Task:
Where the records below show a line containing "For the blurred", start copying; end with the line containing "For the eyebrow", and copy it too.

Dataset entries:
◇ ◇ ◇
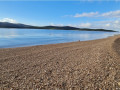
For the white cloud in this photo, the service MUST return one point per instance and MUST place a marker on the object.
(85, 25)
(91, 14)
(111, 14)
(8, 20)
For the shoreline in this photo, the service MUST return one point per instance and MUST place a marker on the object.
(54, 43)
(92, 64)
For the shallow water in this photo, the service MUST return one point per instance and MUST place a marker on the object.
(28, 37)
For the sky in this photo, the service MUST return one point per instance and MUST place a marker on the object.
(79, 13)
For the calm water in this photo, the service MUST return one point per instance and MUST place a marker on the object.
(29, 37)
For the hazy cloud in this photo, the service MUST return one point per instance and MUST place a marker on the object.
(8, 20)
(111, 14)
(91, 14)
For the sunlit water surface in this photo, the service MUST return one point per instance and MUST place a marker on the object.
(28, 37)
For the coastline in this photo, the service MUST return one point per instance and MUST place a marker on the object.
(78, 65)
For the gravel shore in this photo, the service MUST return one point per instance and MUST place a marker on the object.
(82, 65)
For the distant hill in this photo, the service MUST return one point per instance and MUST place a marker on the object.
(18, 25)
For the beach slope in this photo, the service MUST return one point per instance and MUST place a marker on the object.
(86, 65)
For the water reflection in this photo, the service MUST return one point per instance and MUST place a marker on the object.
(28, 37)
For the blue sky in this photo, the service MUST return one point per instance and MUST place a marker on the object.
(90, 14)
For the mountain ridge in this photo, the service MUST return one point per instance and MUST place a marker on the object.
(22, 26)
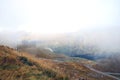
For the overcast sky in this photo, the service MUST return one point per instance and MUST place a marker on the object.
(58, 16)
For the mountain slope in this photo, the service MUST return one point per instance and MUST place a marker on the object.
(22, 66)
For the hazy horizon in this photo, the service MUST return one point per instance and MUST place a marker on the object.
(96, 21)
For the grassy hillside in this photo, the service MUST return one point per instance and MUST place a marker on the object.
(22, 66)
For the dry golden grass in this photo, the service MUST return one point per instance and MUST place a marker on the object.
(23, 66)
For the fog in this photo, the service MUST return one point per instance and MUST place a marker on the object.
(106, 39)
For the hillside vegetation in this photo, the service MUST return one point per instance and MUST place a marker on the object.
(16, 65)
◇ ◇ ◇
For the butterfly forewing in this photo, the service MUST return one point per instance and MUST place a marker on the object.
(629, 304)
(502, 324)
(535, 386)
◇ ◇ ◇
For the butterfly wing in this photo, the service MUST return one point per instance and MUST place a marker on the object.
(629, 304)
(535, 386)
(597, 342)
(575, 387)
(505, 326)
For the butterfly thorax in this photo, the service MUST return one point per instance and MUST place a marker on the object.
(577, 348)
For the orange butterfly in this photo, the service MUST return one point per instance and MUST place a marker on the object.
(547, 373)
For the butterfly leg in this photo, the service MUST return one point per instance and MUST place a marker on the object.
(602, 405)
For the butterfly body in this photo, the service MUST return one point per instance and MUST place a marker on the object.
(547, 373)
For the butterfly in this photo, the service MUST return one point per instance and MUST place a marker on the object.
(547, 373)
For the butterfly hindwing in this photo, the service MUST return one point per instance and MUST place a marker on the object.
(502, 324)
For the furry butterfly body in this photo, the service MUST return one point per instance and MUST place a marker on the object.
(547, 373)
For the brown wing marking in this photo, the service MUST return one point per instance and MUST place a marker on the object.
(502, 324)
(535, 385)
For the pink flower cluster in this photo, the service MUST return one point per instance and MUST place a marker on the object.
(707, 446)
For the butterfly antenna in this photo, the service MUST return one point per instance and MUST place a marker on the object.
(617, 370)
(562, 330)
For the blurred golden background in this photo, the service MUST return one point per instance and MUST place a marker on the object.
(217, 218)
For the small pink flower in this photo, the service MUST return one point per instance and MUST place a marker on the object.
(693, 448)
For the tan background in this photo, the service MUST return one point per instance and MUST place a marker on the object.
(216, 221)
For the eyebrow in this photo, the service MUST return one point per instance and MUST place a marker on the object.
◇ ◇ ◇
Task solution:
For the blurred golden background in this photo, the service MUST return one point per instance and MUST place a marker on the object.
(217, 218)
For the small pink flower in this photo, the service MUST return one point per instance and MUST place a marker on the object.
(693, 448)
For the tan background in this photo, the service MUST return one point per instance and MUST place a marker on the object.
(216, 221)
For the eyebrow in this photo, the service MUST return one point per instance and MUST place a marker on the object.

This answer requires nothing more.